Start to finish, repeat the records exactly.
────────────────────
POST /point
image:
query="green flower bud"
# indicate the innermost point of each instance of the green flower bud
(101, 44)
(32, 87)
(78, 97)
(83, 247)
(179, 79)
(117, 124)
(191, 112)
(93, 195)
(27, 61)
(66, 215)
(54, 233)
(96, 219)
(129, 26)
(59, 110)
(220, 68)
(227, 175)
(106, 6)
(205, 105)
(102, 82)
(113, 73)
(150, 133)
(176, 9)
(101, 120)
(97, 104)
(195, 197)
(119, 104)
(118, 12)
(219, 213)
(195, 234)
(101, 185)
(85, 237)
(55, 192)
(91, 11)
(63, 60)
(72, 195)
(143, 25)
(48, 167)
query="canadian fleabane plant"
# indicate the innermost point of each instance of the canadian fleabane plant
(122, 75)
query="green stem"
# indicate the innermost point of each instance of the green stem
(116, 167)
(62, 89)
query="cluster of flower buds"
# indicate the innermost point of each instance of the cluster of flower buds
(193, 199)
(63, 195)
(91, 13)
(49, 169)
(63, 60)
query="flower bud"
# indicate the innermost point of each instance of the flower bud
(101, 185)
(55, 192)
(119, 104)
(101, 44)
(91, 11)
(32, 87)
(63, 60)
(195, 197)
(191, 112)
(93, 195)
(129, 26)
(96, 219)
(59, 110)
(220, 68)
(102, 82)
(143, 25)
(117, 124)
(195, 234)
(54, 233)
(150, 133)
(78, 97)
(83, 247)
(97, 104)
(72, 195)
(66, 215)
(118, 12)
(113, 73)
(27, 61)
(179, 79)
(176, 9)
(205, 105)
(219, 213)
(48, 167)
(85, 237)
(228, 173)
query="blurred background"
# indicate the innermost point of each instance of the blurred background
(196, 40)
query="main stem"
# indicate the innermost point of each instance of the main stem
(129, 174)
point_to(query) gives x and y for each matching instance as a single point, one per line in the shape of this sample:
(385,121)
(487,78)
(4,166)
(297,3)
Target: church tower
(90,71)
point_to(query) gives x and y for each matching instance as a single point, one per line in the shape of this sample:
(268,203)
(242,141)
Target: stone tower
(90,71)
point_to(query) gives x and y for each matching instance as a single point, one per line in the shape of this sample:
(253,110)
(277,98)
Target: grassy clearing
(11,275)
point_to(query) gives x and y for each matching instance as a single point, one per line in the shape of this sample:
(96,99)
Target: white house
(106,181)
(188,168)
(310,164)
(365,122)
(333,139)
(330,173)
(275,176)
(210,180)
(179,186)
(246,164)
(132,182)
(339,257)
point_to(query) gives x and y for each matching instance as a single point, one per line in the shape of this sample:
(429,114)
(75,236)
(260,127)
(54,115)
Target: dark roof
────────────────────
(Result below):
POST /point
image:
query="green flower bud"
# indicate the innermost point of each instance of the green flower bud
(101, 44)
(32, 87)
(78, 97)
(83, 247)
(179, 79)
(117, 124)
(191, 112)
(93, 195)
(27, 61)
(66, 215)
(54, 233)
(96, 219)
(129, 26)
(59, 110)
(220, 68)
(227, 175)
(106, 6)
(205, 105)
(102, 82)
(113, 73)
(150, 133)
(176, 9)
(101, 120)
(97, 104)
(195, 197)
(119, 104)
(118, 12)
(219, 213)
(195, 234)
(101, 185)
(85, 237)
(55, 192)
(91, 11)
(63, 60)
(72, 195)
(143, 25)
(48, 167)
query="canadian fleabane plant"
# indicate the innermost point of each instance of the canadian fleabane plant
(122, 75)
query="green stem"
# indicate the innermost point of each instance of the green stem
(116, 167)
(62, 89)
query="cluster of flower buds"
# indicate the innermost point of each instance of the cluster of flower buds
(193, 199)
(63, 195)
(91, 13)
(49, 169)
(63, 60)
query="flower bud"
# indicate the innermost point of each instance of the flower bud
(101, 185)
(55, 192)
(119, 104)
(101, 44)
(91, 11)
(32, 87)
(63, 60)
(195, 197)
(191, 112)
(93, 195)
(129, 26)
(96, 219)
(59, 110)
(220, 68)
(102, 82)
(143, 25)
(117, 124)
(195, 234)
(54, 233)
(150, 133)
(78, 97)
(83, 247)
(97, 104)
(72, 195)
(66, 215)
(118, 12)
(113, 73)
(27, 61)
(179, 79)
(176, 9)
(205, 105)
(219, 213)
(48, 167)
(85, 237)
(228, 173)
query="blurred background"
# indicate the innermost point of each instance of the blurred background
(196, 40)
query="main stem"
# indicate the innermost point of each instance of the main stem
(129, 174)
point_to(query) gives x and y for each matching instance as a single point, one per line in the shape of this sample:
(385,121)
(487,78)
(4,166)
(297,3)
Target: church tower
(90,71)
point_to(query) gives x and y for each matching instance as a single point, one per line in the shape of this sample:
(268,203)
(242,141)
Target: stone tower
(90,71)
point_to(query) gives x and y for each matching instance as a single point, one per line in the shape of this sample:
(253,110)
(277,98)
Target: grassy clearing
(11,275)
point_to(query) gives x and y for each matching instance as a single point, one per line in the shape of this sample:
(96,99)
Target: white house
(106,181)
(188,168)
(310,164)
(365,122)
(333,139)
(330,173)
(275,176)
(210,180)
(179,186)
(246,164)
(132,182)
(339,257)
point_to(query) gives x and y for each matching instance as a single point, one per line in the shape of this sample:
(429,114)
(75,236)
(260,127)
(54,115)
Target: dark roof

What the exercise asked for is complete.